Directive 1
Answer these from the Kim Fields biography, one line each:
(a) Which years did "The Facts of Life" run?
(b) Which high school did Kim Fields attend?
(c) What is the name of her production company?
Directive 2
Return the stretch of the Kim Fields biography from "Kim Victoria Fields" through "in Malibu, California.", copied word for word.
Directive 3
Turn the paragraph of the Kim Fields biography that begins "Raised in Los Angeles" into a short list that keeps its main facts.

Source excerpt
======

African American actress, director and the owner of a production company called Victory Entertainment, Kim Fields is best known to TV audiences for her roles of Dorothy 'Tootie' Ramsey on the NBC long running sitcom “The Facts of Life” (1979-1988), from which she won two Young Artist Awards, and Regina Hunter on the hit Fox sitcom “Living Single” (1993-1998), where she received a 1996 Image nomination. She also directed the docudrama “Silent Bomb” (1994), the miniseries “A Royal Birthday” (2006, also co-wrote) and appeared in and directed several TV episodes. She will soon appear in Todd Tucker’s “Monster Mutt” (2010) and provide the voice of Sonya in the animated movie “Stork” (2010).

Fields was married to Johnathon Franklin Freeman from 1995 to 2001. She is currently the wife of actor Christopher Morgan and the mother of a young son named Sam. One of VH1's “100 Greatest Kid Stars,” she dated fellow “Living Single” cast member John Henton for a year. In 1999, Fields was arrested while protesting the police shooting of a black woman in Riverside, California.


Childhood and Family:

Kim Victoria Fields was born on May 12, 1969, in New York, New York. Her mother is actress Chip Fields (born on August 5, 1951) from the sitcom “Good Times.” Kim is the older sister of actress Alexis Fields (born on March 3, 1979), who portrayed Diavian Johnson in “Sister, Sister.” She also has a sister named Jere Fields who was the voice of Misty Magic in the 1981 series “Kid Superpower Hour with Shazam!”

Raised in Los Angeles, Kim attended Burbank High School where she became a baseball manager and worked in the office. She also acted in school plays and was selected “Most Talented” by her school peers. She graduated high school in 1986. Kim later received a degree in broadcast journalism and TV production from Pepperdine University in Malibu, California.

Kim Fields, whose nicknames are Ruth, Kimmy and The Vet, was married to Johnathon Franklin Freeman from 1995 to 2001. On May 4, 2007, she gave birth to a son they named Sebastian Alexander Morgan (Sam) with her fiancé, actor Christopher Morgan. The couple married on July 23, 2007, in a private ceremony. Kim is a member of the Delta Sigma Theta Sorority.

======

Stored records
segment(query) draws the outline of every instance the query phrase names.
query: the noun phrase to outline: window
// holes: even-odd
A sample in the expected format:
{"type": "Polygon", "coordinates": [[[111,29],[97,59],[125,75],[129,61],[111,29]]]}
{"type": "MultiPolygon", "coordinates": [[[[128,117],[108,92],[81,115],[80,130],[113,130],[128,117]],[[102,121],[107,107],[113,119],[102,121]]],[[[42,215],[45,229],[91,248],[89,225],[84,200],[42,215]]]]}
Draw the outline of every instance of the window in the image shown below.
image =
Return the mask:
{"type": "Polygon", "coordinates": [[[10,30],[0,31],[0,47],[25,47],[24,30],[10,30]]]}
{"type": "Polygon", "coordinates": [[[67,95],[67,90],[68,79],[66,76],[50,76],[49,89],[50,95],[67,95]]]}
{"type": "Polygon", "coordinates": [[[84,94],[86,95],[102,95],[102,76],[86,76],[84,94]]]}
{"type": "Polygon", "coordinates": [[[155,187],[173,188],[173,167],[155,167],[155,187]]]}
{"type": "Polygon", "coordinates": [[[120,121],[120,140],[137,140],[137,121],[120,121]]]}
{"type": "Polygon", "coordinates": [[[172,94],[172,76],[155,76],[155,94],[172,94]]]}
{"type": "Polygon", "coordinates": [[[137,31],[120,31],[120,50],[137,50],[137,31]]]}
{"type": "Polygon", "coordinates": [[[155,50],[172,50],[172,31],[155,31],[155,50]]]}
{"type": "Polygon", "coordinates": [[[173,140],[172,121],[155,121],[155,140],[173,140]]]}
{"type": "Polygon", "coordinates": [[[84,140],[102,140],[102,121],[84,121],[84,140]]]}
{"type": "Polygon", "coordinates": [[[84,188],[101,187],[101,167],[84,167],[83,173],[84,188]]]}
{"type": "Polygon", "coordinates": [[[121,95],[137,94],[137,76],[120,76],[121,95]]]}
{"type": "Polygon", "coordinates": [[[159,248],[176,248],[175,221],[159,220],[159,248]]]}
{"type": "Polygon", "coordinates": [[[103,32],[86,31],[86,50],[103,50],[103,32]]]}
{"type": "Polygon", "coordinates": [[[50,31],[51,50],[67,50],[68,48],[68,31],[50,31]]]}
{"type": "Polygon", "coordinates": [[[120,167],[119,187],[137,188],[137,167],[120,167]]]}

======

Worked solution 1
(a) 1979-1988
(b) Burbank High School
(c) Victory Entertainment

Worked solution 2
Kim Victoria Fields was born on May 12, 1969, in New York, New York. Her mother is actress Chip Fields (born on August 5, 1951) from the sitcom “Good Times.” Kim is the older sister of actress Alexis Fields (born on March 3, 1979), who portrayed Diavian Johnson in “Sister, Sister.” She also has a sister named Jere Fields who was the voice of Misty Magic in the 1981 series “Kid Superpower Hour with Shazam!”

Raised in Los Angeles, Kim attended Burbank High School where she became a baseball manager and worked in the office. She also acted in school plays and was selected “Most Talented” by her school peers. She graduated high school in 1986. Kim later received a degree in broadcast journalism and TV production from Pepperdine University in Malibu, California.

Worked solution 3
- Raised in Los Angeles
- Attended Burbank High School, where she was a baseball manager and worked in the office
- Acted in school plays and was voted "Most Talented" by her peers
- Graduated from high school in 1986
- Later earned a degree in broadcast journalism and TV production from Pepperdine University in Malibu, California